## Task
Reproduce, word for word, the stretch of the listing below that runs from the line containing "Drop one point on every instance of the large" through the last line of the listing.

#####

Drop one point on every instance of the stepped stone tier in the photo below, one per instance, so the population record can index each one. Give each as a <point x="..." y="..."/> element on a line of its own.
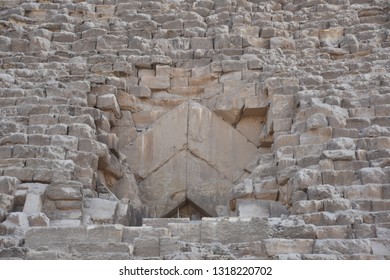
<point x="195" y="129"/>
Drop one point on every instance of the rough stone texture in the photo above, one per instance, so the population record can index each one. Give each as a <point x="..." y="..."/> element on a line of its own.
<point x="258" y="129"/>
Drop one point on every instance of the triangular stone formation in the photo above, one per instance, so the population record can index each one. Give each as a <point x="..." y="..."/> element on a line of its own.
<point x="189" y="153"/>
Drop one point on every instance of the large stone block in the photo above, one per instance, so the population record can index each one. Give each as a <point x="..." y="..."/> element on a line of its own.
<point x="34" y="198"/>
<point x="234" y="230"/>
<point x="8" y="184"/>
<point x="159" y="143"/>
<point x="158" y="82"/>
<point x="342" y="246"/>
<point x="276" y="246"/>
<point x="206" y="186"/>
<point x="165" y="189"/>
<point x="70" y="190"/>
<point x="227" y="150"/>
<point x="55" y="238"/>
<point x="108" y="102"/>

#####

## Task response
Drop one point on every instance of the large stone block in the photo above, one per instance, so the population record can index each one. Give each as a <point x="..." y="..."/> element on a line of its own.
<point x="34" y="198"/>
<point x="234" y="230"/>
<point x="8" y="184"/>
<point x="159" y="143"/>
<point x="158" y="82"/>
<point x="342" y="246"/>
<point x="276" y="246"/>
<point x="206" y="186"/>
<point x="165" y="189"/>
<point x="70" y="190"/>
<point x="227" y="150"/>
<point x="55" y="238"/>
<point x="108" y="102"/>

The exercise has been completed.